┌─ Information provided
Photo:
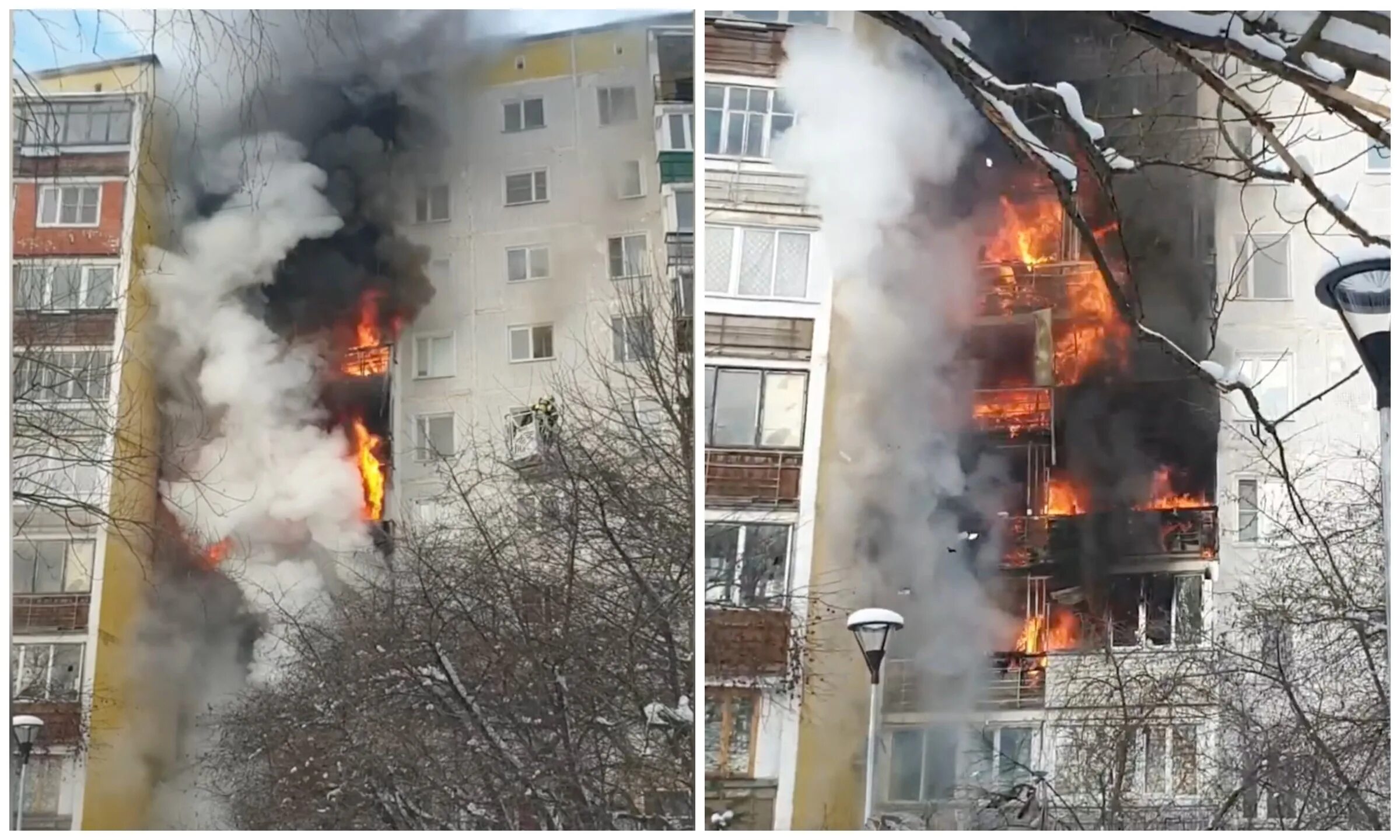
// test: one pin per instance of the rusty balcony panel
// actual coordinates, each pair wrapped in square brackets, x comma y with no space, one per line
[752,477]
[62,722]
[746,642]
[1012,412]
[50,614]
└─
Give the entries above again, exactly as written and free of images.

_Task answer_
Photo:
// test: one pin per instance of the rusty balcony panel
// actual coordinates, each pair wrapped in square brackets, x comma y with no space, one per line
[752,477]
[62,722]
[746,642]
[1012,412]
[50,614]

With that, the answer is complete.